*** GIVEN DATA Section Begins ***

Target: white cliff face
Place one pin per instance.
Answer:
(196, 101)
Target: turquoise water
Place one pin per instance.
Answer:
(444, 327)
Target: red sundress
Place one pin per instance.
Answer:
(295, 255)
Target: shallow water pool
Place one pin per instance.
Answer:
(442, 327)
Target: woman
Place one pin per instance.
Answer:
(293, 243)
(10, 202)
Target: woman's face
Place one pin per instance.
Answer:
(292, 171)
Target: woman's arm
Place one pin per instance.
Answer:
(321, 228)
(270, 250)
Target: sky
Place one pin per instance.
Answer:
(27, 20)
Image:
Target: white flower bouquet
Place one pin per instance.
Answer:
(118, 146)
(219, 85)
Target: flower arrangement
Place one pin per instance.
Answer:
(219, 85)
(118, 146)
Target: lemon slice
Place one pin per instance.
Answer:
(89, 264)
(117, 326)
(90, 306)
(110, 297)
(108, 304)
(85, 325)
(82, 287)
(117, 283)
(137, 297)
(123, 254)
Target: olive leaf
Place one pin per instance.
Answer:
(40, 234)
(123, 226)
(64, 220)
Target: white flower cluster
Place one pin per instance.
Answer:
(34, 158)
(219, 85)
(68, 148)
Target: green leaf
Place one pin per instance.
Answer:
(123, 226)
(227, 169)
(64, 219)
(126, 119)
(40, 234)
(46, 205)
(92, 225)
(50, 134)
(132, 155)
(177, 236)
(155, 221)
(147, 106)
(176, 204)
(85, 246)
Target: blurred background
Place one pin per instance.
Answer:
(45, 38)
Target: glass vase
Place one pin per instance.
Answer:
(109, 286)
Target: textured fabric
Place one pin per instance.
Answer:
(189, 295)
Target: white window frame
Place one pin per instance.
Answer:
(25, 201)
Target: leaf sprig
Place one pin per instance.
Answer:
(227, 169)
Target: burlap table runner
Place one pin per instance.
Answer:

*** GIVEN DATA Section Ends ***

→ **EXERCISE PROMPT**: Repeat the whole listing word for word.

→ **RESULT OF THE EXERCISE**:
Target: white cliff face
Place one pin per instance.
Answer:
(196, 101)
Target: turquoise water
Place one pin per instance.
Answer:
(444, 327)
Target: red sundress
Place one pin per instance.
Answer:
(295, 255)
Target: shallow water pool
Place one pin per instance.
Answer:
(442, 327)
Target: woman
Place one pin per instance.
Answer:
(293, 243)
(10, 202)
Target: woman's face
Place one pin per instance.
Answer:
(292, 171)
Target: woman's arm
Place one pin per instance.
Answer:
(321, 228)
(270, 250)
Target: sky
Place one pin per instance.
Answer:
(27, 20)
Image:
Target: white flower bouquet
Place one pin per instance.
Answer:
(118, 146)
(219, 85)
Target: flower arrangement
Place one pin per instance.
Answer:
(219, 85)
(118, 146)
Target: lemon slice
Place one pin per instance.
Answer:
(89, 264)
(117, 326)
(90, 306)
(110, 297)
(108, 304)
(85, 325)
(82, 287)
(117, 283)
(137, 297)
(123, 254)
Target: olive leaf
Place one pin per instance.
Answer:
(40, 234)
(123, 226)
(64, 220)
Target: white flower cluster
Place one pin per instance.
Answer:
(34, 158)
(219, 85)
(68, 148)
Target: green leaf
Place one pin per instance.
Answer:
(123, 226)
(227, 169)
(64, 219)
(126, 119)
(40, 234)
(46, 205)
(92, 225)
(50, 134)
(132, 155)
(177, 236)
(155, 221)
(147, 106)
(176, 204)
(85, 246)
Target: blurred background
Place one pin per instance.
Answer:
(45, 38)
Target: glass vase
Place one pin per instance.
Answer:
(109, 286)
Target: textured fabric
Place one pin per instance.
Answer:
(189, 295)
Target: white window frame
Place one pin per instance.
Answer:
(25, 201)
Target: leaf sprig
Place one pin per instance.
Answer:
(227, 169)
Target: burlap table runner
Place one pin per instance.
Answer:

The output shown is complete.